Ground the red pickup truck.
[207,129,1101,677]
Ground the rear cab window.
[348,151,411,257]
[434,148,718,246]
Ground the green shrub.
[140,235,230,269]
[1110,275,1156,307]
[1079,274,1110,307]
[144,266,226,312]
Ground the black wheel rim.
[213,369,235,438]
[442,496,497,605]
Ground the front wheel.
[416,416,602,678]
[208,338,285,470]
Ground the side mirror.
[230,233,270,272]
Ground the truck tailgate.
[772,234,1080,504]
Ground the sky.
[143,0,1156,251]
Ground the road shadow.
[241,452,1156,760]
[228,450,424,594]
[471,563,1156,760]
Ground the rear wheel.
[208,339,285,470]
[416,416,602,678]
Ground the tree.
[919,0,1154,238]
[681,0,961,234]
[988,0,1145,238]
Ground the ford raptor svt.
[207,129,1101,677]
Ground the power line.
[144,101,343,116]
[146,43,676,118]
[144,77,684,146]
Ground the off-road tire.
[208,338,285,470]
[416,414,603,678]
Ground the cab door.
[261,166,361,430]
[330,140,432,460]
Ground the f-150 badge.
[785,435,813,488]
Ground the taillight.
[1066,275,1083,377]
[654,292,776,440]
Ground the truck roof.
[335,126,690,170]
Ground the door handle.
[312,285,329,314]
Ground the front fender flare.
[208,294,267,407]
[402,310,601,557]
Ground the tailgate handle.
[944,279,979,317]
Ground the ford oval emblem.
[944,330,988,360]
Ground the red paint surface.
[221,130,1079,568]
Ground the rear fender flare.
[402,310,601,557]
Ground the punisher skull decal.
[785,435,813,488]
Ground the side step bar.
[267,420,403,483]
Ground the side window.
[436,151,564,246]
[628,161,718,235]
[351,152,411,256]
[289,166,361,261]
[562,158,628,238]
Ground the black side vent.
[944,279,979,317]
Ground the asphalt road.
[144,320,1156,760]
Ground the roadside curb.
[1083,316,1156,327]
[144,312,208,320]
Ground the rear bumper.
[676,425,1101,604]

━━━━━━━━━━━━━━━━━━━━

Kurzaufgabe:
Ziehen Sie aus der obigen Auflistung sämtliche Zeilen heraus, in denen das Wort „truck“ vorkommt.

Ergebnis:
Ground the red pickup truck.
Ground the truck tailgate.
Ground the truck roof.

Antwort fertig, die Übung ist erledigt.